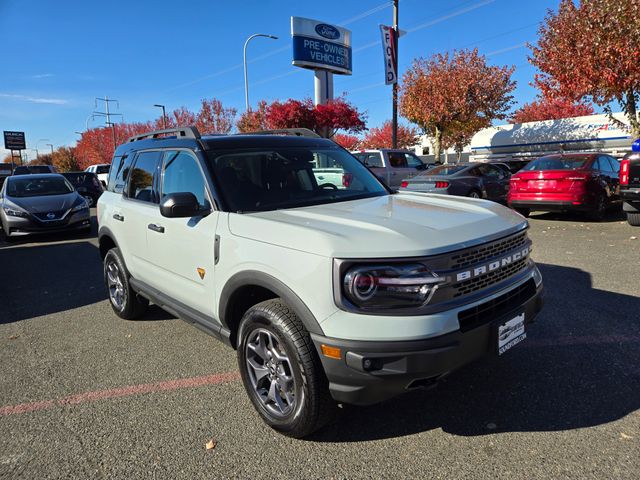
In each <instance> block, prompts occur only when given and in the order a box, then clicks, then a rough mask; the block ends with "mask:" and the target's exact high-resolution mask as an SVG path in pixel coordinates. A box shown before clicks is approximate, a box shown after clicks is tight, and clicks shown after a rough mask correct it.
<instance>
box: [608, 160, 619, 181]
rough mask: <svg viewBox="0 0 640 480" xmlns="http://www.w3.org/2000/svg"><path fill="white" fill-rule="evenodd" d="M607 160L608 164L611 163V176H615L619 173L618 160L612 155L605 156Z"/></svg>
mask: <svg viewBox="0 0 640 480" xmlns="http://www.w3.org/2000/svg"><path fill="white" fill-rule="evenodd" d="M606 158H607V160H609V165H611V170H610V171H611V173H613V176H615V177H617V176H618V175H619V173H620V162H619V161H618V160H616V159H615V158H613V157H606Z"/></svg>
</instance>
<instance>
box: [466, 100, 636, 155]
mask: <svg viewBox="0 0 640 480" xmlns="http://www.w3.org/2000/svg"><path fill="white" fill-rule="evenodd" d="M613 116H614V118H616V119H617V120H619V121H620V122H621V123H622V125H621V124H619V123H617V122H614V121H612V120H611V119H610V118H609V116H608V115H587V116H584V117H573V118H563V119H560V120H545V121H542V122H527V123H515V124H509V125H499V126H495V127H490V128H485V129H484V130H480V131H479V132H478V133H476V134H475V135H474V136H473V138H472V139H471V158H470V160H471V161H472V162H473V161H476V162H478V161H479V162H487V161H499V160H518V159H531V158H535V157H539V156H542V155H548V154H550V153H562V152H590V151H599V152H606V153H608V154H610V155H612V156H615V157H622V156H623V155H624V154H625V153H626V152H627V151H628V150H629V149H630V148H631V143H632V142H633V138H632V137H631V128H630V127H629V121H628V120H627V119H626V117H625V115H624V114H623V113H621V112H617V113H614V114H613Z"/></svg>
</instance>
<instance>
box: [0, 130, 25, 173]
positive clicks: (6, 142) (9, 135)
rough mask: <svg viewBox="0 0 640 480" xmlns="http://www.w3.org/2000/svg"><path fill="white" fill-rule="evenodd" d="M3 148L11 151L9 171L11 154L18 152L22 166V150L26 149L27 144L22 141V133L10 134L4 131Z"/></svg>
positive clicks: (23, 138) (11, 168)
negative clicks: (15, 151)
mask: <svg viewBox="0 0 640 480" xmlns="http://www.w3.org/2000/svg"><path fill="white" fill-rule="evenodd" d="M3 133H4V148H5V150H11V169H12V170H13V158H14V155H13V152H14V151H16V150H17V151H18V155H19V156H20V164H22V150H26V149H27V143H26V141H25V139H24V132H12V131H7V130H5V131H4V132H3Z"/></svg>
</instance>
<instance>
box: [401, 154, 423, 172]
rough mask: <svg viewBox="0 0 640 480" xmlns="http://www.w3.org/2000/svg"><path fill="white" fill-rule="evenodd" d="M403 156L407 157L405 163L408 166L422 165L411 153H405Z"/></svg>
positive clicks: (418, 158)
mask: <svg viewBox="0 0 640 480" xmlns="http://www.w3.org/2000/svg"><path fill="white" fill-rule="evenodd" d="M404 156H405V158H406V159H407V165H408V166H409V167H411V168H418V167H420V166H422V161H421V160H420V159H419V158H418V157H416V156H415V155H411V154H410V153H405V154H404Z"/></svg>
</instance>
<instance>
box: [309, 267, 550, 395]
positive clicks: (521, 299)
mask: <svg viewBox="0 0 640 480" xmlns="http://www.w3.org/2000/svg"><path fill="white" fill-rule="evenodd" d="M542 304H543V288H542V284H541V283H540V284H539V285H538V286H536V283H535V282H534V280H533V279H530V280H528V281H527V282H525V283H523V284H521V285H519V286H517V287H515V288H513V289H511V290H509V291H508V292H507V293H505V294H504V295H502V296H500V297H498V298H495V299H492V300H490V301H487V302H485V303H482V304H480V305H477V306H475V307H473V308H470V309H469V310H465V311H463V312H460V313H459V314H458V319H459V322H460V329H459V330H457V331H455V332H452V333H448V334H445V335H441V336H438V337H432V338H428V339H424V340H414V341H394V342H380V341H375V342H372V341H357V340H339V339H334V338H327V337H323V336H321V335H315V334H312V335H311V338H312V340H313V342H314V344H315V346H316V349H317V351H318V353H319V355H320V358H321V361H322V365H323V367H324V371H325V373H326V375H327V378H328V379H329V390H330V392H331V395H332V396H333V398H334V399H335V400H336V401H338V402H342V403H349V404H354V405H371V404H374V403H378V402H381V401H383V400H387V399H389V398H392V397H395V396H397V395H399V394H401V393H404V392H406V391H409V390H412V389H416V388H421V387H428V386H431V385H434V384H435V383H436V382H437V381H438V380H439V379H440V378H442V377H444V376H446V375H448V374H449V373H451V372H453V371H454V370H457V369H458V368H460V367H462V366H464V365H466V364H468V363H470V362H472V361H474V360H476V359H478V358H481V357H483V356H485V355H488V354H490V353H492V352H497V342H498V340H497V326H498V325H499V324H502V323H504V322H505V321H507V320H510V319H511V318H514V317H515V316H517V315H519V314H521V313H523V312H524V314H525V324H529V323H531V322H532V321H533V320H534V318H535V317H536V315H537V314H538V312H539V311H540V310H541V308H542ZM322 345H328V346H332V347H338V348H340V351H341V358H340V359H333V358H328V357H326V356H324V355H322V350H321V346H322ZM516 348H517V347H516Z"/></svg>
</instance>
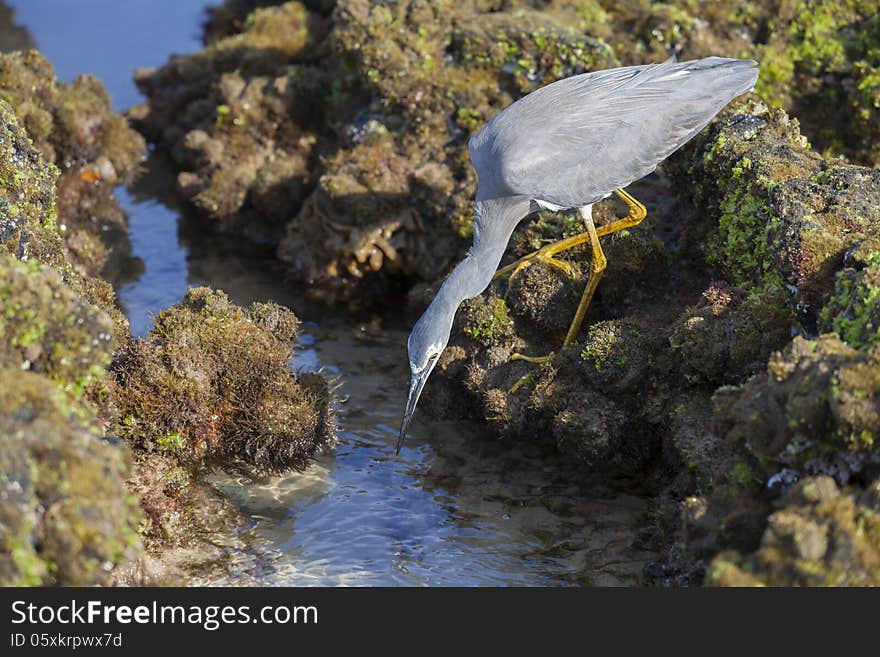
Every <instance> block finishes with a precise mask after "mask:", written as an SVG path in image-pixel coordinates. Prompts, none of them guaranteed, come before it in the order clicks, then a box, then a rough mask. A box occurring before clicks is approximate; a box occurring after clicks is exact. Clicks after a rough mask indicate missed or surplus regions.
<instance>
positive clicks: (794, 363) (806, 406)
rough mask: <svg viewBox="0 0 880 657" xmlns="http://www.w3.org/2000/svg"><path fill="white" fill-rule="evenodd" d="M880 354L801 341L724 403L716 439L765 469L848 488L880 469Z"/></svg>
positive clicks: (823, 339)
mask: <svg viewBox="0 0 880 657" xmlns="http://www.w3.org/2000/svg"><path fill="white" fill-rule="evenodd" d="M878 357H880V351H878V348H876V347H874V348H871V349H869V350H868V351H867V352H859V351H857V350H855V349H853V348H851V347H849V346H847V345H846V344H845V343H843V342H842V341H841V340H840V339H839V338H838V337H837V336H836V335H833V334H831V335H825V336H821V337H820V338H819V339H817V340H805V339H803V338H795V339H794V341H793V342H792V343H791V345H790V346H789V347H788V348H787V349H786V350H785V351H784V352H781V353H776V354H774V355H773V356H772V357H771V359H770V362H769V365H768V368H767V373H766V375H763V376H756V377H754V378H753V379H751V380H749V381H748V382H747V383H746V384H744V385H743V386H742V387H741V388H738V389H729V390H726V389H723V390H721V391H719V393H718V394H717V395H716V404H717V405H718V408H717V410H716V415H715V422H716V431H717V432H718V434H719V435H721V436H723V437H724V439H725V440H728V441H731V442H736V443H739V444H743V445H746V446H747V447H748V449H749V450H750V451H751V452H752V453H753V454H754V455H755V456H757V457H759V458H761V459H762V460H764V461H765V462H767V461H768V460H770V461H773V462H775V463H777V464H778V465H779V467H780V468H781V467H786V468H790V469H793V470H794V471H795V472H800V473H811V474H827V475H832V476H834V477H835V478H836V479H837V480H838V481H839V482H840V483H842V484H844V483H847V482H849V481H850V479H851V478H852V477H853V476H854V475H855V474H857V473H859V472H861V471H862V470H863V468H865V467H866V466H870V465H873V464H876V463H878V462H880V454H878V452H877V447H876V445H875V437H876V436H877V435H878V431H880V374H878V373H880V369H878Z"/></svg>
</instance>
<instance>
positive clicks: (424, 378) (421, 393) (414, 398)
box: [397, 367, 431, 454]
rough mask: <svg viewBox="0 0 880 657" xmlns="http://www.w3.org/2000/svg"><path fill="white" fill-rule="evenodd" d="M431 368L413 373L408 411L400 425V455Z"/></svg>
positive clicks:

**Your goal**
Please retype, exactly as written, every line from the line containing "368L413 373L408 411L400" through the last line of the records above, including both of those lines, and nothing else.

**Solution to this task**
rough mask: <svg viewBox="0 0 880 657" xmlns="http://www.w3.org/2000/svg"><path fill="white" fill-rule="evenodd" d="M431 368L413 373L408 411L400 425V455Z"/></svg>
positive clicks:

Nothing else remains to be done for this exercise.